▶ **Aim**
In the items from the line containing "Where exactly in this scan can I find the pink" through the line containing "(302, 236), (328, 259)", replace "top-left and bottom-right corners" with "upper-left and lower-right corners". Leave everything else unchanged, and give back only those lines.

▶ **Materials provided**
------------------------------------
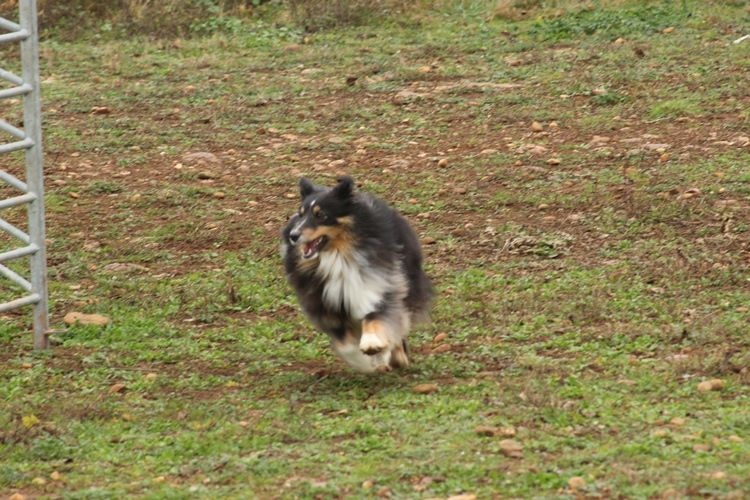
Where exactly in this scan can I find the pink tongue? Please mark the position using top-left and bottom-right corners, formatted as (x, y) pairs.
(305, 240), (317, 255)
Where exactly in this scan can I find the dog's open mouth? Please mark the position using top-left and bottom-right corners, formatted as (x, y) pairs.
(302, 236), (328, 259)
------------------------------------
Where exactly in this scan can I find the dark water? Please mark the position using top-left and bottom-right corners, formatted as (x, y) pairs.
------------------------------------
▶ **The response**
Where exactly in this scan can I find the pink tongue? Please mark the position using upper-left and lower-right corners, formatted as (x, y) pairs.
(305, 240), (317, 255)
Where exactly in this scan can I find the dog's open mouth? Please mark the position using upper-left and lower-right corners, formatted as (x, y) pairs.
(302, 236), (328, 259)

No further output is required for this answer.